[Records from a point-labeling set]
** Start **

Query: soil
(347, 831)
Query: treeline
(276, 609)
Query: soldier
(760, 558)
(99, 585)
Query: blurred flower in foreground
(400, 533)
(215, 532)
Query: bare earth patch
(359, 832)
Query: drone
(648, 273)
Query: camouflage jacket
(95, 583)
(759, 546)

** End **
** Start **

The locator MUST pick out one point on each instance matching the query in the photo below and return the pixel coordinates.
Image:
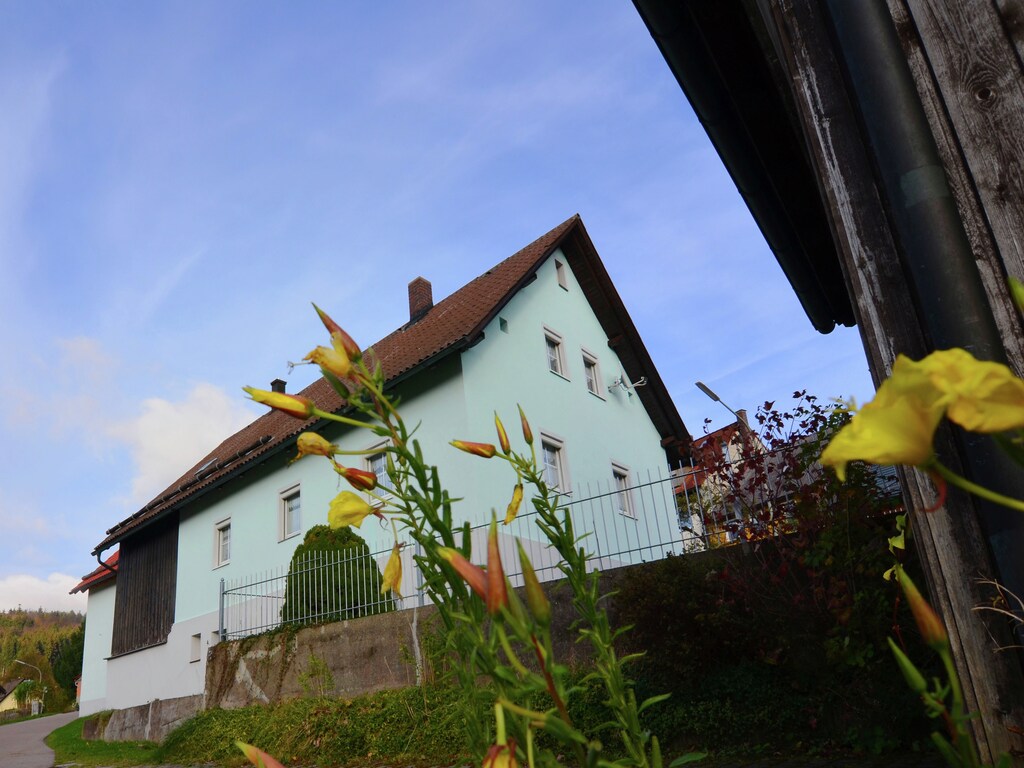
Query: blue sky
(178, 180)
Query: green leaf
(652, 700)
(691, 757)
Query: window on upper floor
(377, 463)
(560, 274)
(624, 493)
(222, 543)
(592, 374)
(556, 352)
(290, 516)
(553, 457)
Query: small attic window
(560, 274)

** End **

▶ [PROBLEM TO SOLVE]
State how many lines of the data above contain the word "window". Give the number alone.

▶ [SOLUTION BELOW]
2